金融市場NOW
量的緩和(QE)と金融市場の関係
2011年09月02日号
- 金融市場の動向や金融市場の旬な話題の分析と解説を行います。
- 量的緩和のマクロ的効果は、住宅市場・雇用市場を見る限り、奏功したとはいえないが、株式市場を中心としたリスク性資産の上昇には大きく貢献した。
- 9月のFOMC(米連邦公開市場委員会)に向けて量的緩和第3弾(QE3)発動の可能性が高まれば株価の下支え要因に。
バーナンキ米連邦準備制度理事会(FRB)議長は8月26日ジャクソンホールでの講演において、 追加の金融緩和策についての具体的な言及は避けました。一方で政策について、より十分な協議ができるように、9月のFOMC(米連邦公開市場委員会)を、2日間(9月20、21日:もともとは1日のみ)に延長すると述べました。また、FOMC議事録では、総じて金融緩和寄り(ハト派的)な理事のコメントが注目され、量的緩和第3弾(QE3)を含む追加緩和期待が維持されることとなりました。

----

- 課題の要件
量的緩和と金融市場についての上の文章を、一字も変えずに全文再掲しなさい。

(データセットに挙げられた行)
----

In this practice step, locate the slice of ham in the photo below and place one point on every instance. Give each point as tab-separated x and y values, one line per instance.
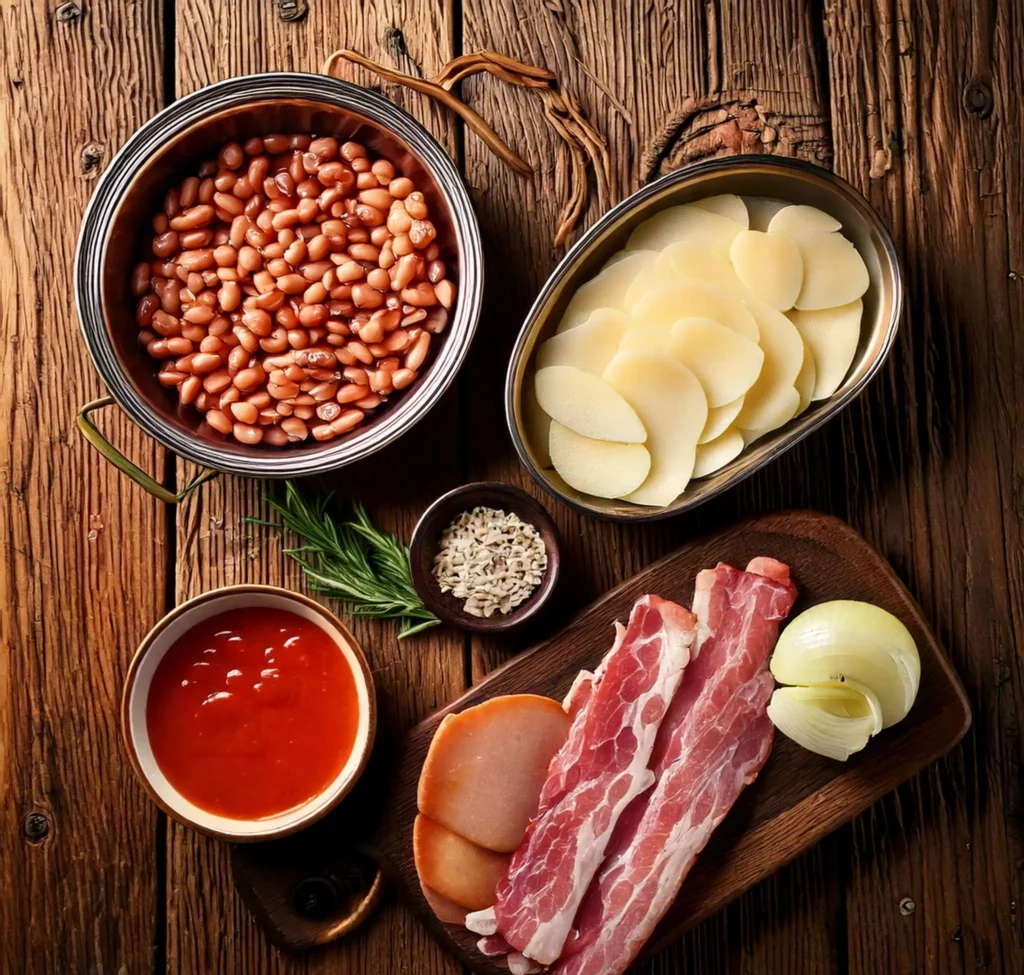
713	743
594	776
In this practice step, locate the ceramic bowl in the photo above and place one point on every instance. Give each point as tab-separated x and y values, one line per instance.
135	698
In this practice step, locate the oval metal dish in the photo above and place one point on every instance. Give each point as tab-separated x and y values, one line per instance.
770	177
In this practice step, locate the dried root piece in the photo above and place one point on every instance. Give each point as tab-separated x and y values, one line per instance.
582	146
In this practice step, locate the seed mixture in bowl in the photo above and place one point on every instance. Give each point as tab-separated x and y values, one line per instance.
290	288
491	559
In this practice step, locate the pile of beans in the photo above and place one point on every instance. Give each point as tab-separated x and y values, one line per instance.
294	284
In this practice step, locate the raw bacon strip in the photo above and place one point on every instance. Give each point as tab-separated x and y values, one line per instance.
599	770
713	743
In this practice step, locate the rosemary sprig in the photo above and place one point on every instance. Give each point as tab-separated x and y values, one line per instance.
352	561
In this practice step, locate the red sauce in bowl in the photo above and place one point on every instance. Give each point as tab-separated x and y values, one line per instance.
252	713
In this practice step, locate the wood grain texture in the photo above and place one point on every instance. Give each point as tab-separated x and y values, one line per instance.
926	120
799	798
209	930
75	538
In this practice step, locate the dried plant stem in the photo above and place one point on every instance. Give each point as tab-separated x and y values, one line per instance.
582	145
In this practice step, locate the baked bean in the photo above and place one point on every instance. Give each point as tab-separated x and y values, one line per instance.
371	401
420	296
166	244
194	217
247	379
217	381
231	156
418	353
199	314
421	234
245	412
401	378
436	321
140	277
400	187
444	292
284	247
247	433
286	315
364	252
348	420
224	181
383	170
398	220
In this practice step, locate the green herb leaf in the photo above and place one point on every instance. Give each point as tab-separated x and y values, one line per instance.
352	561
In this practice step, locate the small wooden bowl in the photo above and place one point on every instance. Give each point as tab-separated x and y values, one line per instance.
441	513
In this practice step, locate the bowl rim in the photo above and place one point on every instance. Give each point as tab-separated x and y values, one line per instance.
770	449
195	109
539	516
313	812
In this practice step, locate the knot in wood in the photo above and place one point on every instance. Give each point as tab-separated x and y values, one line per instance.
36	827
68	12
92	156
315	898
291	11
978	98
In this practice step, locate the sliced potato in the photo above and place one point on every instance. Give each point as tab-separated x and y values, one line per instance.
835	272
653	336
536	423
672	405
615	258
606	290
725	363
684	259
686	222
770	265
761	211
771	412
726	205
804	382
694	299
588	405
597	467
714	455
767	401
803	219
719	420
588	346
833	336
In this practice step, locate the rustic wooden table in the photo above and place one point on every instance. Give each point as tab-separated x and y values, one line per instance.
916	104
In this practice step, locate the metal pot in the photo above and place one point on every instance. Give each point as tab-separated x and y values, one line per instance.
768	177
132	188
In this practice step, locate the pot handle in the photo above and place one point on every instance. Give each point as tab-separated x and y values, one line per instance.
89	430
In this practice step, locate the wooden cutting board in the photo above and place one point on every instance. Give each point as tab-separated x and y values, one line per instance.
797	800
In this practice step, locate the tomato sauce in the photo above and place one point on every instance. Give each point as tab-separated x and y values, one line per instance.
252	713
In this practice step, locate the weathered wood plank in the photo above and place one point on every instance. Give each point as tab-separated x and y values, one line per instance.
209	930
927	121
82	557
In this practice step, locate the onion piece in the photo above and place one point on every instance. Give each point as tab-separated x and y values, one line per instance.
846	640
822	719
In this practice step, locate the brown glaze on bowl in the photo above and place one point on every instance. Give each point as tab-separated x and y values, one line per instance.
441	513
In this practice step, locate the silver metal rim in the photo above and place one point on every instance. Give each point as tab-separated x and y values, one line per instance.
90	255
769	451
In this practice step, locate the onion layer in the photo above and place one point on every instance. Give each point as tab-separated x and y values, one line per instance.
855	670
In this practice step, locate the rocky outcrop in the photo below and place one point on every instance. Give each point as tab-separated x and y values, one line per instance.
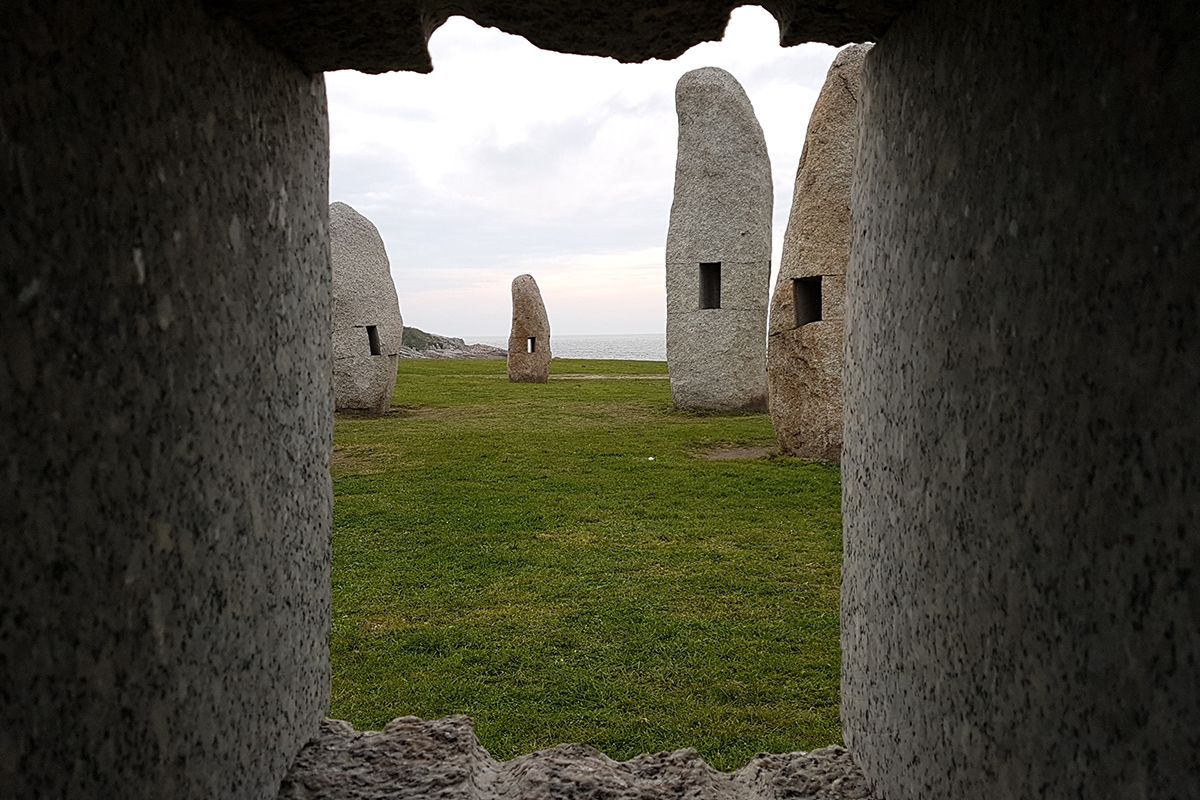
804	348
367	328
419	344
443	758
718	254
529	340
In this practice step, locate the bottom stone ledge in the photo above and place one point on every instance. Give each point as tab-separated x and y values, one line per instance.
415	758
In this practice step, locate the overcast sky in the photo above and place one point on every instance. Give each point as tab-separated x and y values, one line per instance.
509	160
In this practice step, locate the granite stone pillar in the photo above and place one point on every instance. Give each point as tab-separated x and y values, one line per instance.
165	404
1021	486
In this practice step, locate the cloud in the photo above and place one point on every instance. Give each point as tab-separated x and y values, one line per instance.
509	160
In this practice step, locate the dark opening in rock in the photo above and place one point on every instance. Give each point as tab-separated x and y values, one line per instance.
807	299
709	284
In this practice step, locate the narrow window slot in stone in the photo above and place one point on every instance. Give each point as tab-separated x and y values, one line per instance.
709	284
807	299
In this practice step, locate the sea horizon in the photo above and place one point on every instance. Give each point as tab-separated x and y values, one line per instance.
619	347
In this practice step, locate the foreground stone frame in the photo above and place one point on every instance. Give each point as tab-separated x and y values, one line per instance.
1020	473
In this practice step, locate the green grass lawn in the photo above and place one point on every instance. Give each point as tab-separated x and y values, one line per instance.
559	563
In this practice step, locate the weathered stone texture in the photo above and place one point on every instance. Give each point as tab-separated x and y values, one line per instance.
1020	476
442	758
375	36
364	299
165	404
720	215
804	359
529	322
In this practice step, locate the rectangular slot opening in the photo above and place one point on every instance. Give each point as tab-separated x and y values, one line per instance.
807	299
709	284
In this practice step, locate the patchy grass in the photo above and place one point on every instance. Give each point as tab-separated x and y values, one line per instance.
562	564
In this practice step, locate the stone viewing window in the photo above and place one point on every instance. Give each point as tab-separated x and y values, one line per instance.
709	284
807	299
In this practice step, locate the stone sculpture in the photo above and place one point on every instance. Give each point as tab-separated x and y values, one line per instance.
367	326
529	341
1019	487
443	758
718	260
804	347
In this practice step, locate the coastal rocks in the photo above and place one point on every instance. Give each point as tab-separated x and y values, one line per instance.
419	344
443	758
367	328
529	340
804	347
718	256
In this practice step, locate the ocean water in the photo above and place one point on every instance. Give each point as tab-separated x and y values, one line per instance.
622	347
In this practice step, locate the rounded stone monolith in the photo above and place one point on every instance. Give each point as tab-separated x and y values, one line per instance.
718	259
804	347
367	326
529	340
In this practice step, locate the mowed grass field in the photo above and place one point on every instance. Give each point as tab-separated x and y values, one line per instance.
562	563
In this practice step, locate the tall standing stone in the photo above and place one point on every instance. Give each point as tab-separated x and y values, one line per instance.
718	268
367	326
804	349
529	341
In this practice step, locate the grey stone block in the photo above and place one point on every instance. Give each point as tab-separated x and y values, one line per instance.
718	252
367	326
375	36
165	404
1020	475
804	347
442	758
529	352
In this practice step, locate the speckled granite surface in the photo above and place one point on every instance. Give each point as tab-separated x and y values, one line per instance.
529	322
804	356
1020	479
383	35
364	296
720	214
442	759
165	404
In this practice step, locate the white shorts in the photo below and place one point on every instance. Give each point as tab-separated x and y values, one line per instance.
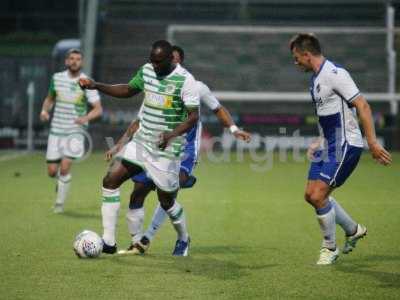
69	146
163	171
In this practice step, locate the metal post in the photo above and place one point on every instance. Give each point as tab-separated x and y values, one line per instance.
390	23
90	35
31	96
81	20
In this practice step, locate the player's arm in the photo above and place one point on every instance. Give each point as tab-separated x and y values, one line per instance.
48	102
135	86
114	90
192	119
226	120
47	105
94	113
365	115
123	140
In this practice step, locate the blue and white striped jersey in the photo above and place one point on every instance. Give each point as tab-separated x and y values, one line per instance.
333	90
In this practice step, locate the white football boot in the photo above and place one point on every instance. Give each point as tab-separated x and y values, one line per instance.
327	256
352	240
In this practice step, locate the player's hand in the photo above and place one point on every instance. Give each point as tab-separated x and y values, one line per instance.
114	150
165	137
242	135
87	83
81	120
44	116
380	154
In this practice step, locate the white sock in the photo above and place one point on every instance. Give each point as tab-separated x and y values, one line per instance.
326	219
343	218
177	216
109	212
135	219
158	219
63	185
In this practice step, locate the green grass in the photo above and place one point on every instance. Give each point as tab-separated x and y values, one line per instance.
253	237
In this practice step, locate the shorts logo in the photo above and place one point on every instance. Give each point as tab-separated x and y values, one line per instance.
324	175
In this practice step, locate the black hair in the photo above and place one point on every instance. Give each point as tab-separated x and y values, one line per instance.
180	51
306	42
164	45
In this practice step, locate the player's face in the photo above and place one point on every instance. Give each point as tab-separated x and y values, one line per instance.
302	60
74	62
161	62
177	57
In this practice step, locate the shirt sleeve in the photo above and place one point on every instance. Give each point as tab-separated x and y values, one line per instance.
344	85
137	81
190	93
52	90
92	96
207	97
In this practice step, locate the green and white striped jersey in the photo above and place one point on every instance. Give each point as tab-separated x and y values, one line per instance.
70	103
165	106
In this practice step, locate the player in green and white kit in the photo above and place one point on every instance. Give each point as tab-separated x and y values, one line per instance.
69	122
169	111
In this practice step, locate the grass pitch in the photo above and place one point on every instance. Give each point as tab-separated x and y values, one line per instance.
253	237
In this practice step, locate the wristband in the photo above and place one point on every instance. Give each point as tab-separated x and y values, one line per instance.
233	128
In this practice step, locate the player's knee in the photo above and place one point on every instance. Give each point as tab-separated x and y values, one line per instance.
52	173
109	182
183	177
64	171
136	200
313	197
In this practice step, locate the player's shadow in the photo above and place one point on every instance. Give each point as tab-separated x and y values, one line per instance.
197	264
77	215
363	267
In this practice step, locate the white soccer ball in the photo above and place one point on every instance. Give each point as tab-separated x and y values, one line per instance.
88	244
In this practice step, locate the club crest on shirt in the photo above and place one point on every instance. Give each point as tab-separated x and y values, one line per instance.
158	100
170	88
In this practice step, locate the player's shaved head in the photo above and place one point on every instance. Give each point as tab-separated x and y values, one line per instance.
306	42
179	54
161	57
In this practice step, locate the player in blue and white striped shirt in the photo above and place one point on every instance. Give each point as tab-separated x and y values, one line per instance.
336	154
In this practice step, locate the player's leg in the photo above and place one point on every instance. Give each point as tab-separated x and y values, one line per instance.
63	184
186	180
52	168
317	192
352	229
177	216
119	171
53	158
135	214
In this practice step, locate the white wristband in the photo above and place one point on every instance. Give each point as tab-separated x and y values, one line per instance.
233	128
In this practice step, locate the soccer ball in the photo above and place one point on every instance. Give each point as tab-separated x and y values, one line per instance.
88	244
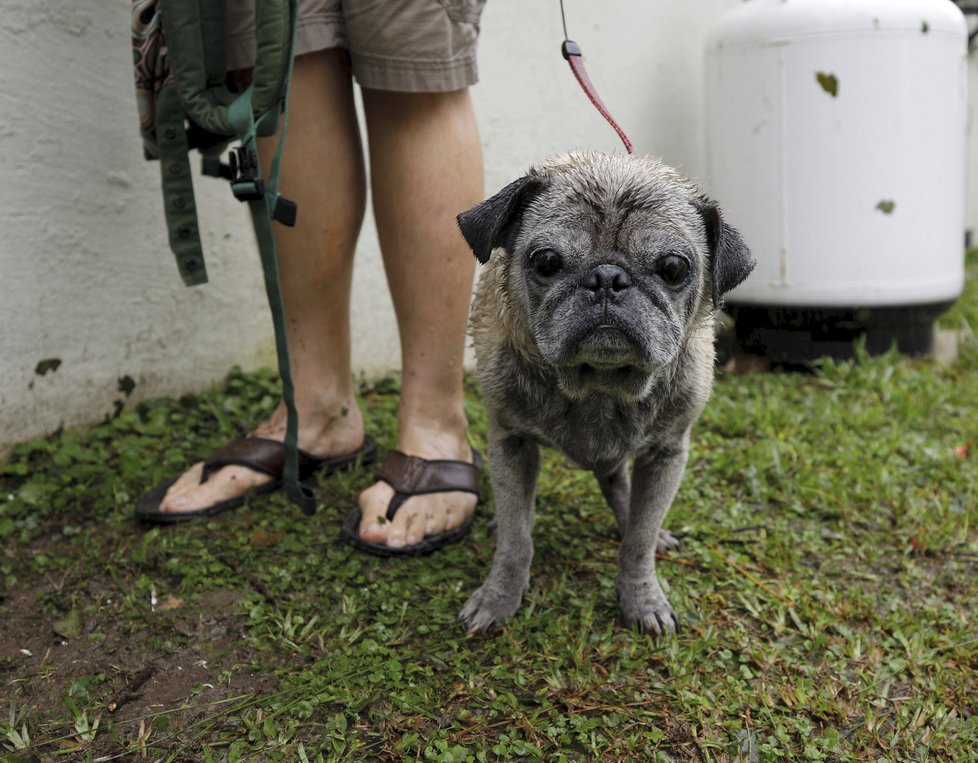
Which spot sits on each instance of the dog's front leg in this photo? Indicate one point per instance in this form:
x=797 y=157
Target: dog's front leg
x=615 y=489
x=514 y=464
x=655 y=479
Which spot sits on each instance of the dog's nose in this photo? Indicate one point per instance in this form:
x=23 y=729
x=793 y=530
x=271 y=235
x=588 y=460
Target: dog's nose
x=606 y=278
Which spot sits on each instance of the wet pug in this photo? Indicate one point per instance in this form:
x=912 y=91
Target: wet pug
x=593 y=331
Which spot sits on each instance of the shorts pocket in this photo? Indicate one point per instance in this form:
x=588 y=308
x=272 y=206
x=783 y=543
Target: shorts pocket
x=464 y=11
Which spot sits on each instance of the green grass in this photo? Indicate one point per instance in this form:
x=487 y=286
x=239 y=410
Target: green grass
x=826 y=587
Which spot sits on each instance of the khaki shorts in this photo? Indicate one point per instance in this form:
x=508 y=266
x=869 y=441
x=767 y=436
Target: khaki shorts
x=420 y=46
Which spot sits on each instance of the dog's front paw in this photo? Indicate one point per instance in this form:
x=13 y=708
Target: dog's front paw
x=666 y=542
x=488 y=605
x=646 y=605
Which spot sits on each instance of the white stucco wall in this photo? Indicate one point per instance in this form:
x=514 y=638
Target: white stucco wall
x=85 y=273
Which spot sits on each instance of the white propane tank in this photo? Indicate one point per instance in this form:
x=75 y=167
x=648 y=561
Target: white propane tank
x=836 y=143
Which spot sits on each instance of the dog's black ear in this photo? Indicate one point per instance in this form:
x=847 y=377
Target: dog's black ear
x=732 y=261
x=486 y=224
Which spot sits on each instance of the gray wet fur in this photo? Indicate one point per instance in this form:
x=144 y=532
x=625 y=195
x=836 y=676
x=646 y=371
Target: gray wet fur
x=607 y=358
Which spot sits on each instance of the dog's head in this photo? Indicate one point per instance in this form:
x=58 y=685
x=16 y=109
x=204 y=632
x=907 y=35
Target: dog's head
x=611 y=262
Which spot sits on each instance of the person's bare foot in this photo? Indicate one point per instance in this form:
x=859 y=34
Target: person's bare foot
x=321 y=435
x=420 y=516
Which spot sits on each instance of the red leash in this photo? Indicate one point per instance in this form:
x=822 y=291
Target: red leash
x=571 y=52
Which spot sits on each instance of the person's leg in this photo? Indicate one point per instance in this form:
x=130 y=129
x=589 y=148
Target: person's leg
x=426 y=167
x=322 y=170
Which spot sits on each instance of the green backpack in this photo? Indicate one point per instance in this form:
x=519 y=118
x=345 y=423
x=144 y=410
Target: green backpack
x=189 y=101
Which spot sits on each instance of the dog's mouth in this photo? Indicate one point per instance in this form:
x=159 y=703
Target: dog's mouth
x=606 y=348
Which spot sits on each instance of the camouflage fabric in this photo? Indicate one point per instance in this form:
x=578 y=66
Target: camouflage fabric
x=150 y=67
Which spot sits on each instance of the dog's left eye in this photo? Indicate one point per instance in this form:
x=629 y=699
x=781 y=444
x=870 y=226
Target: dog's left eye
x=546 y=262
x=673 y=269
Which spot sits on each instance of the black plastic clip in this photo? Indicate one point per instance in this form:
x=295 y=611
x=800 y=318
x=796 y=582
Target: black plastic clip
x=214 y=167
x=285 y=211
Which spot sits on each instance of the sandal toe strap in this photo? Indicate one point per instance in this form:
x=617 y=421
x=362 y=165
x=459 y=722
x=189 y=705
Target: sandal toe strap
x=412 y=475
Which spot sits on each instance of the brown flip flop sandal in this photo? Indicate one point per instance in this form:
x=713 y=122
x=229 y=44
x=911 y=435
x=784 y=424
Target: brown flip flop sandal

----

- 以下出力
金融市場NOW
量的緩和(QE)と金融市場の関係
2011年09月02日号
- 金融市場の動向や金融市場の旬な話題の分析と解説を行います。
- 量的緩和のマクロ的効果は、住宅市場・雇用市場を見る限り、奏功したとはいえないが、株式市場を中心としたリスク性資産の上昇には大きく貢献した。
- 9月のFOMC(米連邦公開市場委員会)に向けて量的緩和第3弾(QE3)発動の可能性が高まれば株価の下支え要因に。
バーナンキ米連邦準備制度理事会(FRB)議長は8月26日ジャクソンホールでの講演において、 追加の金融緩和策についての具体的な言及は避けました。一方で政策について、より十分な協議ができるように、9月のFOMC(米連邦公開市場委員会)を、2日間(9月20、21日:もともとは1日のみ)に延長すると述べました。また、FOMC議事録では、総じて金融緩和寄り(ハト派的)な理事のコメントが注目され、量的緩和第3弾(QE3)を含む追加緩和期待が維持されることとなりました。